** START OF Task material **

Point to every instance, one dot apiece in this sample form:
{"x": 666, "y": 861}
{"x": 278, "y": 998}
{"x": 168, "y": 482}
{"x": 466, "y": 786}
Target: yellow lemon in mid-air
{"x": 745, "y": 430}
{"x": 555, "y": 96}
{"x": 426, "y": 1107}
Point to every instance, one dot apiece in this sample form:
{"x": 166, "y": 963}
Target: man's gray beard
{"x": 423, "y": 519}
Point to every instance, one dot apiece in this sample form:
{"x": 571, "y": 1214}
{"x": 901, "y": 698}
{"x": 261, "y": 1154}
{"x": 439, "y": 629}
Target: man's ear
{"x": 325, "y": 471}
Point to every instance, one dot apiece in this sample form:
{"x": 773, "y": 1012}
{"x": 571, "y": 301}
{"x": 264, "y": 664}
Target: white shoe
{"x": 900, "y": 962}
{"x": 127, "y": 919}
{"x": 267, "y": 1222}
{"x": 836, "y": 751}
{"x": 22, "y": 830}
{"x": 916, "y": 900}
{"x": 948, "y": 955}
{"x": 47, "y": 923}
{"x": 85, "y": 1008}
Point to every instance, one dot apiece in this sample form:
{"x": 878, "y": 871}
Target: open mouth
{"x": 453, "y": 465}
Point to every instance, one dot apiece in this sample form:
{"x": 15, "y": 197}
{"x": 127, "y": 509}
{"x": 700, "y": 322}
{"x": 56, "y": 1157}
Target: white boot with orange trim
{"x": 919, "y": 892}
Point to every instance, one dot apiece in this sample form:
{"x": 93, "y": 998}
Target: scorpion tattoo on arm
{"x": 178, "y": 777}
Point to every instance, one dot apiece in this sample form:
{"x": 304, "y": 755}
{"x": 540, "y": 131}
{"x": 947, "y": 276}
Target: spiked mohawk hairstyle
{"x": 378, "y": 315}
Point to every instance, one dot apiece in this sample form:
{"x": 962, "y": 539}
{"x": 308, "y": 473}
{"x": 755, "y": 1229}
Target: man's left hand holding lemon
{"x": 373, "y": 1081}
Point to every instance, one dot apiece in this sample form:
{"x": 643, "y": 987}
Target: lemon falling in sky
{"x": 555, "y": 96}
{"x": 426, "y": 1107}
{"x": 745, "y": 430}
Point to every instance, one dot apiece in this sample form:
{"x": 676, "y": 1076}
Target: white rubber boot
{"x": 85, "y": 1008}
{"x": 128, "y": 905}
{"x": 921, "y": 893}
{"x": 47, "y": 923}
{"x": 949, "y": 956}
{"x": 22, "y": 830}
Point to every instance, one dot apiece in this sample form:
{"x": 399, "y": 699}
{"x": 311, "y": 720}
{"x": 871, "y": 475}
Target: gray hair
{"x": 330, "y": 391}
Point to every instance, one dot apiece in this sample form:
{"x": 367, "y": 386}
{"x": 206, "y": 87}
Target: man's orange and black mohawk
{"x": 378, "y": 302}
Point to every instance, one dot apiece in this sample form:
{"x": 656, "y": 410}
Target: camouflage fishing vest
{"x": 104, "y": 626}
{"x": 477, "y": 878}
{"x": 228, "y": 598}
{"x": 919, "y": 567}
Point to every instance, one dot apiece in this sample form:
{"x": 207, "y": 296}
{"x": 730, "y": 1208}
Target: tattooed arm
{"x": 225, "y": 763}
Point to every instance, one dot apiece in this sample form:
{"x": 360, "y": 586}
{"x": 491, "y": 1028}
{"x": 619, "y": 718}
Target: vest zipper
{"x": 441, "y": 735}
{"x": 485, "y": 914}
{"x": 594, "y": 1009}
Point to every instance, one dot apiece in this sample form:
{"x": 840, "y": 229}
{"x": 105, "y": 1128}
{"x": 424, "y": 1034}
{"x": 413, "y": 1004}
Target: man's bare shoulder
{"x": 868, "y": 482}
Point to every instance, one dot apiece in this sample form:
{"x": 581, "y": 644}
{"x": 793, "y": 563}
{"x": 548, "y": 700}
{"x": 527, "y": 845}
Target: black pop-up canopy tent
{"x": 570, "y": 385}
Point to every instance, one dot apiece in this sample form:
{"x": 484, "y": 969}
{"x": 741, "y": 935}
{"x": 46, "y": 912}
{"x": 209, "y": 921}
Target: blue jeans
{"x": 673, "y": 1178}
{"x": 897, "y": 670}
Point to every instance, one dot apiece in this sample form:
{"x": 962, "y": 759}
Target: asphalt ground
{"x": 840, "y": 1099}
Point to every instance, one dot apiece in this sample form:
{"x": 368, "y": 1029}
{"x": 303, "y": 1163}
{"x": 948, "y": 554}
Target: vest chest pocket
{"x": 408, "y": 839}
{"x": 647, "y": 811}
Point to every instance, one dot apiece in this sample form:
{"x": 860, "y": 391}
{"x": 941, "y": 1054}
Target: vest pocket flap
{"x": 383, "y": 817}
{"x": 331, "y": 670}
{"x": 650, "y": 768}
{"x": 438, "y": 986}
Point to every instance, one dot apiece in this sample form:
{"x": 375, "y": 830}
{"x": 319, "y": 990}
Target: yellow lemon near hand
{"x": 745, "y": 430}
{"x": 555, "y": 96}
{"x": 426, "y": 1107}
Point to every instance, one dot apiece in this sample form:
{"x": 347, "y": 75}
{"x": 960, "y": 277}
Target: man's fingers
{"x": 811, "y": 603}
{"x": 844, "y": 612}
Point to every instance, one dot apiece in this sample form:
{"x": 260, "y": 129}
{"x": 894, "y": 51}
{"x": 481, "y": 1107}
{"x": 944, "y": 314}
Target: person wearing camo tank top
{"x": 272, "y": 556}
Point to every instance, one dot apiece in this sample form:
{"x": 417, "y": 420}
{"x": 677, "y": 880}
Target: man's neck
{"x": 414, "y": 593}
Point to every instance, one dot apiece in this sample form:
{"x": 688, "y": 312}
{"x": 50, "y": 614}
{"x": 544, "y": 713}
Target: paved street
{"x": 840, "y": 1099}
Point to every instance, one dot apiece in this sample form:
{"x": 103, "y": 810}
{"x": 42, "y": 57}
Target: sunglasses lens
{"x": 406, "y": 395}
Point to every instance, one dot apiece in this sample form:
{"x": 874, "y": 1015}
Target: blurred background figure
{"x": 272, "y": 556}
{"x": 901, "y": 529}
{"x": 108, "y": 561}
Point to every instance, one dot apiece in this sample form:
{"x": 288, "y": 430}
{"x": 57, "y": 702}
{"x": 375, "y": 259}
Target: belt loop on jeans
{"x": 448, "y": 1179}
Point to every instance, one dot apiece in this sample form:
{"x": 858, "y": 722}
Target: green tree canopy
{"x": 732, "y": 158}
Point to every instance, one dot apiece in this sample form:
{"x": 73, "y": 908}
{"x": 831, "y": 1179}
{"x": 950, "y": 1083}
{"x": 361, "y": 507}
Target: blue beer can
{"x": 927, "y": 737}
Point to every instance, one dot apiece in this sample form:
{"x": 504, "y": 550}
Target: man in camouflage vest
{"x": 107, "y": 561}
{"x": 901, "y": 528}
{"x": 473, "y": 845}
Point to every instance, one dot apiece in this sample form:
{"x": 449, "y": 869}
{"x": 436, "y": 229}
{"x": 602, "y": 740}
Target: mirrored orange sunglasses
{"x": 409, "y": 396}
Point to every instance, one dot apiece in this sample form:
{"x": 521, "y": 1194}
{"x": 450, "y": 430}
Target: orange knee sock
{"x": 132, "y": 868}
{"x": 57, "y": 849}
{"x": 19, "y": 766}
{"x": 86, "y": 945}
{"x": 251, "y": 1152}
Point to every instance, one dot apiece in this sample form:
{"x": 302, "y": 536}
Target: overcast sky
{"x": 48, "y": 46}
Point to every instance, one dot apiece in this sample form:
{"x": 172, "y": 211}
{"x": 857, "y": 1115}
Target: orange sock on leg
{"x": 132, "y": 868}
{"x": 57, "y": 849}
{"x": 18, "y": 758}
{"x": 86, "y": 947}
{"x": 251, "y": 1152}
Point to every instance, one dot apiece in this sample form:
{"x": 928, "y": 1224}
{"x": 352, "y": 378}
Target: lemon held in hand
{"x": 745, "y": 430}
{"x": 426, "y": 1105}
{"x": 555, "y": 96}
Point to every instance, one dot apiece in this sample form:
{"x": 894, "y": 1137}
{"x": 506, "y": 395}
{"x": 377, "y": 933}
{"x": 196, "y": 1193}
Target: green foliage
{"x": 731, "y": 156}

** END OF Task material **

* Task
Report every line in the listing above that contains the word "white", copying each such line in full.

* Task solution
Target: white shoe
Target: white boot with orange trim
Target: white rubber boot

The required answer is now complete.